**PROBLEM TO SOLVE**
In the article about Joseph Watson Williams below, shorten the paragraph that begins "Newnan Hospital began almost a century ago" into one sentence that keeps its main facts.

**PASSAGE TO READ**
----

Joseph Watson Williams
Local physician remembered as a pioneer, caring
by W. Winston Skinner
Joseph Watson Williams cared.
Words like “caring” and “compassion” pop up frequently as friends remember the local physician who died on Jan. 4. Williams, however, was also a pioneer — taking steps that would make becoming a physician easier for following generations of African-Americans.
Williams was the first black doctor to have admitting privileges at Coweta General Hospital and Newnan Hospital, according to Regina Brewster, a registered nurse who worked for Williams for several years.
Coweta General was built as a county-owned hospital on Hospital Road. It later went through several private owners before being purchased by Newnan Hospital.
Newnan Hospital began almost a century ago as a private hospital that later became a not-for-profit facility. Newnan Hospital purchased its competitor and then was purchased by Piedmont.
The old Coweta General building on Hospital Road has been proposed as the site of a planned behavioral hospital, and the original Newnan Hospital campus on Jackson Street is being retrofitted for use by the University of West Georgia.

----

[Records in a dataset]
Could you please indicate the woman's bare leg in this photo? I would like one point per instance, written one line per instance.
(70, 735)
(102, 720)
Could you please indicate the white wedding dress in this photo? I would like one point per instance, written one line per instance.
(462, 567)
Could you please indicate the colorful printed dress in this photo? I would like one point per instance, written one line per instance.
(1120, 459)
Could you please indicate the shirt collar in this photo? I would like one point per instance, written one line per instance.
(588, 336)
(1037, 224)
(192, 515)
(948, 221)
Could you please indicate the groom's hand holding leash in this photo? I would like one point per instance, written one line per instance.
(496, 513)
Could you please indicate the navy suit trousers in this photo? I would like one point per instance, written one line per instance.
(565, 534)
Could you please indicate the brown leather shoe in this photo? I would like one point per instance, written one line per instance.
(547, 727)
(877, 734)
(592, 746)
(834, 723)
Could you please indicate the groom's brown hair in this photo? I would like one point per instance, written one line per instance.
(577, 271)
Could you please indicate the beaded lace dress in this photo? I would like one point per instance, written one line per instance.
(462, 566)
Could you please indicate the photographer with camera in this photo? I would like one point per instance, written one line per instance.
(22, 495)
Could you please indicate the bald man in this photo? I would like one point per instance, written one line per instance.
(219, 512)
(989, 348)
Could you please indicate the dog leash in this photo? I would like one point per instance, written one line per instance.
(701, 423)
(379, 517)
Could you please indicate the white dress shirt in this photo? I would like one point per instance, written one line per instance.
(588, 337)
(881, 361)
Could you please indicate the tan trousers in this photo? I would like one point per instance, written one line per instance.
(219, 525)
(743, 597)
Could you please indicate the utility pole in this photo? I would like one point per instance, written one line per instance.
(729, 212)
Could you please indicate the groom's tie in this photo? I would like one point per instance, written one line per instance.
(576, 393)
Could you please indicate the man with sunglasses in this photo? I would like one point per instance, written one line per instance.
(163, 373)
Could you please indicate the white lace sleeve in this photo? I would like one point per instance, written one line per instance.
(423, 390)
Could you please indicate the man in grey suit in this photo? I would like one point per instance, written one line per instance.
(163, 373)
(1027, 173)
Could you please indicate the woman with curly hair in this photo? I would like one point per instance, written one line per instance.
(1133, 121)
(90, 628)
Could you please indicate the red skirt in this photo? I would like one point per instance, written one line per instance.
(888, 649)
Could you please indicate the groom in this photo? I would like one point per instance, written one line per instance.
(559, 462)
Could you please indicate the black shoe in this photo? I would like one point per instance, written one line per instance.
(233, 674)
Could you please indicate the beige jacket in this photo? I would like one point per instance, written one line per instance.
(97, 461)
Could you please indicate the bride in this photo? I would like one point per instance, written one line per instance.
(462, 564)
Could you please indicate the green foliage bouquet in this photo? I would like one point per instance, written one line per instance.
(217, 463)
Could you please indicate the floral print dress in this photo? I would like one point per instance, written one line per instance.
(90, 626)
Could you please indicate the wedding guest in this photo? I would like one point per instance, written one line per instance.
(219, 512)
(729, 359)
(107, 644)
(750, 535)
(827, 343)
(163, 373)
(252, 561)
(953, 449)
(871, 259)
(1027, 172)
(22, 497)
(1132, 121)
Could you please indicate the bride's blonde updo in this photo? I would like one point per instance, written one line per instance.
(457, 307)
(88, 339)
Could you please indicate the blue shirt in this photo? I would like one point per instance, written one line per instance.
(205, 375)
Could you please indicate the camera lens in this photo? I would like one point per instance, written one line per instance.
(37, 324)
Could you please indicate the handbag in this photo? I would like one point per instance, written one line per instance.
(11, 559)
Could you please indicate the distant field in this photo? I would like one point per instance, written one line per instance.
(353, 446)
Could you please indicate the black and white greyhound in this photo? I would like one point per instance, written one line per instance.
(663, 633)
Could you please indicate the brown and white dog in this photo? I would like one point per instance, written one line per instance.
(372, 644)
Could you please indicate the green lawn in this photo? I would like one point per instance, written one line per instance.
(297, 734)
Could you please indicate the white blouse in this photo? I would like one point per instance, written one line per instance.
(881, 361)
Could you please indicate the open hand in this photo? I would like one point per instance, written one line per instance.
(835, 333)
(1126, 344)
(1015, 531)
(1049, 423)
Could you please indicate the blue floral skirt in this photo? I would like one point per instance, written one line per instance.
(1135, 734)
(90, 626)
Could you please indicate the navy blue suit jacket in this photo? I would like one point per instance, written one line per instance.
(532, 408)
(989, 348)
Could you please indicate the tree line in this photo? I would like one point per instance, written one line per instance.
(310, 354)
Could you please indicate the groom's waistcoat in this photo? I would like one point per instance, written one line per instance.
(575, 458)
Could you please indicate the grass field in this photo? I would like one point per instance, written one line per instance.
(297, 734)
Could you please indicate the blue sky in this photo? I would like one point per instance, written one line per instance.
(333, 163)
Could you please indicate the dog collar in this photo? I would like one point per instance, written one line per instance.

----

**ANSWER BOX**
Newnan Hospital started nearly a century ago as a private hospital, later became not-for-profit, bought its competitor, and was then bought by Piedmont.